━━━ DATA FOR THIS EXERCISE ━━━
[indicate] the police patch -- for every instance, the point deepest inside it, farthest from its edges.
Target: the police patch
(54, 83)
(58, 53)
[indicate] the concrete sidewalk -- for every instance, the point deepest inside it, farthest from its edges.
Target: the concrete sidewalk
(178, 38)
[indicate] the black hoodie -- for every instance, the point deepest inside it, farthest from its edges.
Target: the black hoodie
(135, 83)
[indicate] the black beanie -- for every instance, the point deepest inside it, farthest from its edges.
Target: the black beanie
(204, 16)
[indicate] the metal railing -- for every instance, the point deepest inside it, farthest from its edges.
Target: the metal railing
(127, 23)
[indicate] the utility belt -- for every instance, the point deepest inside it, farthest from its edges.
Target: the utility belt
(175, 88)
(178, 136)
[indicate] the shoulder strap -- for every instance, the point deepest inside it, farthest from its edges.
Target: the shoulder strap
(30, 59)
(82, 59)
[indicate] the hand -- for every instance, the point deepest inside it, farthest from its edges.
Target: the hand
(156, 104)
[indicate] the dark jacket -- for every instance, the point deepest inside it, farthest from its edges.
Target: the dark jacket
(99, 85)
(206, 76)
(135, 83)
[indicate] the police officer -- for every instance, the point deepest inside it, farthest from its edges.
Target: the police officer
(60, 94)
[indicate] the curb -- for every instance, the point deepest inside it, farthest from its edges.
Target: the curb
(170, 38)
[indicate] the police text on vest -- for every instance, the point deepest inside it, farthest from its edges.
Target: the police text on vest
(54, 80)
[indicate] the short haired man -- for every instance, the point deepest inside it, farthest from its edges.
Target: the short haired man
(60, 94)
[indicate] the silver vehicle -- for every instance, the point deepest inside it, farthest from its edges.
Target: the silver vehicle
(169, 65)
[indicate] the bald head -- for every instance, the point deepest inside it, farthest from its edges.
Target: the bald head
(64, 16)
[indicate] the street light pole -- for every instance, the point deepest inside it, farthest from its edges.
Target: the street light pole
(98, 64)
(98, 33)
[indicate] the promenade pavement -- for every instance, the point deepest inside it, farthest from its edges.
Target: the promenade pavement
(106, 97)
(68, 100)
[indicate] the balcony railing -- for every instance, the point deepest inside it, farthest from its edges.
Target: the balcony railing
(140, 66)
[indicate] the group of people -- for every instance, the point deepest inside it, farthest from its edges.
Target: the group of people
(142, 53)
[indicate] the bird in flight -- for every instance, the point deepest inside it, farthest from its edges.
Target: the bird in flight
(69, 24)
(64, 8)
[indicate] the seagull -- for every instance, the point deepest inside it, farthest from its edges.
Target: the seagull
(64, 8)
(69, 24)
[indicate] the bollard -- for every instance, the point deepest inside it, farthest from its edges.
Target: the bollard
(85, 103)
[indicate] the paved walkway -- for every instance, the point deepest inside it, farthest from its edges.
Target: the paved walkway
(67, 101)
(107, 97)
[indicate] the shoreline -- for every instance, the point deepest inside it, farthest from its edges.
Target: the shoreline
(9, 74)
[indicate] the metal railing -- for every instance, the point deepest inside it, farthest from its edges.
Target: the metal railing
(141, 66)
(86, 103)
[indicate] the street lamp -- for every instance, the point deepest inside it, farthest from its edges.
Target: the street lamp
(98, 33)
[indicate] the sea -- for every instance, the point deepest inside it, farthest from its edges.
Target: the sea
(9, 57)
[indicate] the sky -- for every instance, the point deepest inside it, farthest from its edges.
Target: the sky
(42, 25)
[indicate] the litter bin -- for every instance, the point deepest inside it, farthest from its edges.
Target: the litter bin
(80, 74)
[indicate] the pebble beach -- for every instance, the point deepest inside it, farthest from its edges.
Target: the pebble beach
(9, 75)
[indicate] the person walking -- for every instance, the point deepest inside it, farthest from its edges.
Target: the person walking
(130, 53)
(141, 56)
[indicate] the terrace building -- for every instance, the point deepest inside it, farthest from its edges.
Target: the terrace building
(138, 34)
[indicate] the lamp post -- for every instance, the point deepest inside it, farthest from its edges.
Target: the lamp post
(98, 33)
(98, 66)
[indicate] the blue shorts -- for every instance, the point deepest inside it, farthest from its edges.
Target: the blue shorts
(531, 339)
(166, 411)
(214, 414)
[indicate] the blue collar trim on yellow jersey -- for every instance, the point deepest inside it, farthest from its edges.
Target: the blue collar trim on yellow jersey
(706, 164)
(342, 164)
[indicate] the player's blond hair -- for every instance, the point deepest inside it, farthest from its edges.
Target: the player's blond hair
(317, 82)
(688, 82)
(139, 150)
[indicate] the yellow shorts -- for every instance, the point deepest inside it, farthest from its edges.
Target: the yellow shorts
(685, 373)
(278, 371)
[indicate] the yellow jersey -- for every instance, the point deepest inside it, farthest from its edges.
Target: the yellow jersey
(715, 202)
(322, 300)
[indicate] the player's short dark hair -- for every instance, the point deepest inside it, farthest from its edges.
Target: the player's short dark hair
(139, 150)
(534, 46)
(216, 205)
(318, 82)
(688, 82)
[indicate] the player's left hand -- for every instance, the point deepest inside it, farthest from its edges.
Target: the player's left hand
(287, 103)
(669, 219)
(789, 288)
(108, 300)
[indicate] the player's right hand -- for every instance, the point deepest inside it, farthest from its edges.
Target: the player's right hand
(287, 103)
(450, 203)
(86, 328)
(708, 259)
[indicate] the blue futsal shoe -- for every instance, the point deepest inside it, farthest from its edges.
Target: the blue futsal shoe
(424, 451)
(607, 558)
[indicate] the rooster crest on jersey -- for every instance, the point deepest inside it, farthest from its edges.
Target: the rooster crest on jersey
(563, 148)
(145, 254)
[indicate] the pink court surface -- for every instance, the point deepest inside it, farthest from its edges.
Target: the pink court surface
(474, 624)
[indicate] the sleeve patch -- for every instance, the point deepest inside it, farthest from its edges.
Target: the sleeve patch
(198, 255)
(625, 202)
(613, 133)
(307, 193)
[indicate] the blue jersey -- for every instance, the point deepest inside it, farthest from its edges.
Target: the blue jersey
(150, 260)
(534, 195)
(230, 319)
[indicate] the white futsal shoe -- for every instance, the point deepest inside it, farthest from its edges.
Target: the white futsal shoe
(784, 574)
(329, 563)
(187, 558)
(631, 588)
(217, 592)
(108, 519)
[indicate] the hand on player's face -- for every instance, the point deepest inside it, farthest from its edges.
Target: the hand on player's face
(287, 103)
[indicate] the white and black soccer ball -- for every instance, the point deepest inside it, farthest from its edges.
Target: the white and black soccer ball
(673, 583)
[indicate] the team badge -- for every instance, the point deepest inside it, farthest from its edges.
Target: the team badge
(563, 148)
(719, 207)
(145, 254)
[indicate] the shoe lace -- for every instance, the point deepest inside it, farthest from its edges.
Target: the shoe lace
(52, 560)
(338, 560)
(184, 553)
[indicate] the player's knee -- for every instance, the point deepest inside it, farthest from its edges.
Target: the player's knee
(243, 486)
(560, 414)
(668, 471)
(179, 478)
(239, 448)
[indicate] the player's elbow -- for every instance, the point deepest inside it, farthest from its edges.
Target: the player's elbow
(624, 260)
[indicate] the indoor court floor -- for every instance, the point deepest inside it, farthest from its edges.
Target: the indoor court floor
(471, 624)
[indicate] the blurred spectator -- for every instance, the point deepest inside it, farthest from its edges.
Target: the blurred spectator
━━━
CHALLENGE: Copy all of the material word for word.

RESPONSE:
[indicate] the police patch -- for every instance, the point deepest inside it, farthest from its edges.
Target: the police patch
(54, 83)
(58, 53)
[indicate] the concrete sidewalk -- for every instance, the point deepest inside it, farthest from its edges.
Target: the concrete sidewalk
(178, 38)
[indicate] the black hoodie -- for every instance, the point deepest inside it, farthest from its edges.
Target: the black hoodie
(135, 83)
[indicate] the black beanie -- for every instance, the point deepest inside it, farthest from its edges.
Target: the black beanie
(204, 16)
[indicate] the metal railing -- for every instance, the point deepest inside it, farthest from its edges.
Target: the metal railing
(127, 23)
[indicate] the utility belt -- for every instance, the point deepest inside it, farthest from its edges.
Target: the utility belt
(175, 88)
(178, 136)
[indicate] the shoulder strap -- for every instance, the point deepest inside it, farthest from its edges.
Target: the shoulder strap
(30, 59)
(82, 59)
[indicate] the hand -- for every instance, the point deepest inside it, farthest from its edges.
Target: the hand
(156, 104)
[indicate] the dark jacket -- for every instance, the point deepest inside it, farthest from its edges.
Target: the dark jacket
(99, 85)
(206, 76)
(135, 83)
[indicate] the police officer -- for every instance, the point deepest inside it, farthest from its edges.
Target: the police officer
(60, 94)
[indicate] the curb -- for every instance, the point deepest inside it, farthest from its edges.
Target: the curb
(170, 38)
[indicate] the police text on vest -- for every instance, the point deepest inside it, farthest from its edges.
Target: the police text on vest
(54, 80)
[indicate] the short haired man -- for every instance, the point deepest inside it, farthest from its edges.
Target: the short haired man
(60, 94)
[indicate] the silver vehicle -- for every instance, the point deepest inside it, farthest from its edges.
Target: the silver vehicle
(169, 65)
[indicate] the bald head -- for every instance, the point deepest inside it, farthest from its edges.
Target: the bald head
(64, 16)
[indicate] the street light pole -- for every instance, the point deepest inside it, farthest from its edges.
Target: the street light pole
(98, 64)
(98, 33)
[indicate] the promenade pavement -- for every instance, the point deepest inside it, farthest from its edges.
Target: the promenade pavement
(106, 97)
(68, 100)
[indicate] the balcony railing -- for every instance, the point deepest inside it, farthest from its edges.
Target: the balcony railing
(140, 66)
[indicate] the group of people -- for every instance, the point deepest inside it, farthest from its edges.
Target: the group of people
(142, 53)
[indicate] the bird in flight -- for every instance, the point deepest inside it, farthest from its edges.
Target: the bird in flight
(69, 24)
(64, 8)
[indicate] the seagull -- for every instance, the point deepest inside it, farthest from its edges.
Target: the seagull
(64, 8)
(69, 24)
[indicate] the bollard -- for every instance, the point deepest inside it, farthest from its edges.
Target: the bollard
(85, 103)
[indicate] the paved walkway -- for every instance, the point deepest inside it, farthest from its edges.
Target: the paved walkway
(67, 101)
(107, 97)
[indicate] the shoreline -- for every instance, the point deepest inside it, farthest from its edges.
Target: the shoreline
(9, 74)
[indicate] the metal railing -- for every instance, the point deepest inside it, farthest from its edges.
Target: the metal railing
(141, 66)
(86, 103)
[indicate] the street lamp -- for every instance, the point deepest inside it, farthest from its edges.
Target: the street lamp
(98, 33)
[indicate] the sea -- for every instance, the point deepest inside it, farthest from its edges.
Target: the sea
(9, 57)
[indicate] the sky -- for every instance, the point deepest inside it, farthest from its edges.
Target: the sky
(42, 25)
[indicate] the litter bin -- for every instance, the point deepest inside it, farthest from its edges.
Target: the litter bin
(80, 74)
[indicate] the pebble beach -- for every instance, the point deepest inside it, farthest from its edges.
Target: the pebble beach
(9, 75)
[indicate] the person walking -- for every instance, the point deepest inside it, farthest from its edges.
Target: the person walking
(130, 53)
(141, 56)
[indicate] the terrace building -- for every instance, the point deepest inside it, farthest from its edges.
Target: the terrace building
(138, 34)
[indicate] the lamp post -- for every instance, the point deepest inside it, farthest from its edges.
Target: the lamp post
(98, 33)
(98, 66)
[indicate] the blue shorts -- for every instance, the point deepest inside it, farthest from its edges.
Target: the blue shorts
(531, 339)
(166, 411)
(214, 414)
[indicate] the blue collar trim on yellow jersey -- for every instance, the point deepest inside it, farthest from its edges.
Target: the blue collar trim on yellow jersey
(706, 164)
(342, 164)
[indicate] the player's blond hair -- for every instance, the point deepest inside it, farthest from its edges.
Target: the player's blond hair
(317, 82)
(688, 82)
(139, 150)
[indicate] the yellow shorts -- for every instance, the point deepest inside it, farthest from its edges.
Target: the yellow shorts
(685, 373)
(278, 371)
[indicate] the yellow jersey -- for every instance, the point deepest inside it, farthest from its edges.
Target: the yellow jersey
(715, 202)
(322, 300)
[indicate] the player's short dark hair -- for every instance, the point deepest inside it, farthest from its edges.
Target: the player's short dark hair
(139, 150)
(534, 46)
(216, 205)
(318, 82)
(688, 82)
[indicate] the player's left hand -- for every instance, the point deepest inside it, farthest from its edges.
Target: the player's left hand
(287, 103)
(669, 219)
(789, 288)
(108, 300)
[indicate] the player's right hand -- for every instance, the point deepest inside it, farthest from its edges.
Target: the player's right hand
(287, 103)
(450, 203)
(86, 328)
(708, 259)
[indicate] the blue futsal shoe -- for every instance, the point deepest inside it, farthest from its edges.
Target: the blue futsal shoe
(424, 451)
(607, 558)
[indicate] the rooster crest on jersey -- for every instance, the point deepest inside it, farthest from its edges.
Target: the rooster crest on jersey
(563, 148)
(145, 254)
[indicate] the pink court surface -- for every instance, the point deepest inside it, farthest from its edges.
Target: the pink court surface
(474, 624)
[indicate] the sleeve patch -- for every instance, the point deepest inside it, farthest from its edges.
Target: the sleeve patch
(198, 255)
(625, 202)
(613, 133)
(307, 193)
[indicate] the blue jersey -- for every instance, the point deepest inside it, farthest from its edges.
Target: the blue jersey
(150, 260)
(534, 195)
(230, 319)
[indicate] the white futsal shoe -- for every instance, the point deepest inside it, farthest from its edges.
Target: the white futsal shoe
(784, 574)
(329, 563)
(187, 558)
(631, 588)
(217, 592)
(108, 519)
[indicate] the hand on player's face -- for every instance, the point deepest inside it, farthest from its edges.
Target: the hand on player's face
(287, 103)
[indicate] the white and black soccer ball -- for every instance, the point deepest inside it, farthest from its edges.
Target: the white and black soccer ball
(673, 583)
[indicate] the team badge -- for every instance, the point deepest inside it, farthest from its edges.
Target: the team badge
(563, 148)
(719, 207)
(145, 254)
[indicate] the shoe lace -- for every instance, the point deepest inside it, farthest from its edges.
Target: the shoe lace
(52, 560)
(338, 560)
(184, 553)
[indicate] the player's knee -- for every instance, the point deepest inside it, farthest from its edges.
Target: the player's knee
(243, 486)
(560, 414)
(668, 471)
(179, 478)
(239, 448)
[indicate] the player's elbow -- for every instance, the point deepest inside it, farthest from its edges.
Target: the player's elbow
(624, 260)
[indicate] the indoor court floor -- for every instance, the point deepest inside it, farthest from its edges.
Target: the indoor court floor
(471, 624)
[indicate] the blurred spectator -- for every instance, the point deepest inside it, farthest from its edges.
Target: the blurred spectator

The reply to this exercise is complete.